PROBLEM STATEMENT →
In the passage on the roman numeral method, copy everything from "('M' * number_of_m)" down to "return statement.", putting "extra" wherever "explicit" appears.
start TEXT TO READ
So, all your times except the last are basically the same and the only thing I did was massage it to be cleaner. On the last iteration, I did perform a change that actually saves you a fair amount of time and memory by avoiding String#+ in favor of Array#join. String concatination would probably fare just as well, but wouldn't be as readable imo.

My times are larger because I'm doing more looping. Your code is essentially an unwound loop and I wanted to see how it looked wound back up. It doesn't fare as well until I hit my last iteration where it finally becomes a fair balance between readable and performant. I would probably go with my last version over your last version just for readability sake (it isn't like this could will be performed billions of times a day).

One immediate modification would be to replace the final two lines of
your roman_numerals() method with:

('M' * number_of_m) + ('D' * number_of_d) + ('C' * number_of_c) + ('L'
* number_of_l) + ('X' * number_of_x) + ('V' * number_of_v) + ('I' *
number_of_i)

since the method will return that without the need for an explicit
return statement.

You'll notice that there is no puts in this, either. Your method
should return a string. Creating the roman numeral version of the
given number is a separate concern to actually printing that number.
You're better off then using puts roman_numerals(argument).

Just looking at it, I see nothing which restricts the input to between
1 and 3000.
end TEXT TO READ
start SOURCE DATA
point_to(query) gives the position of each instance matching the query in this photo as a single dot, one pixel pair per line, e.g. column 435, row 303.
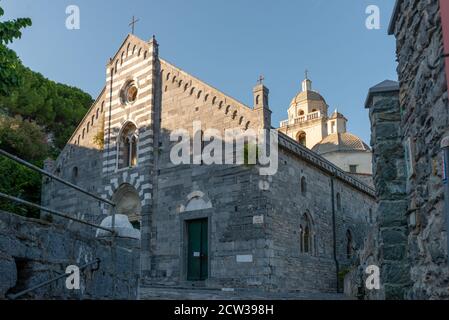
end SOURCE DATA
COMPLETED TASK →
('M' * number_of_m) + ('D' * number_of_d) + ('C' * number_of_c) + ('L'
* number_of_l) + ('X' * number_of_x) + ('V' * number_of_v) + ('I' *
number_of_i)

since the method will return that without the need for an extra
return statement.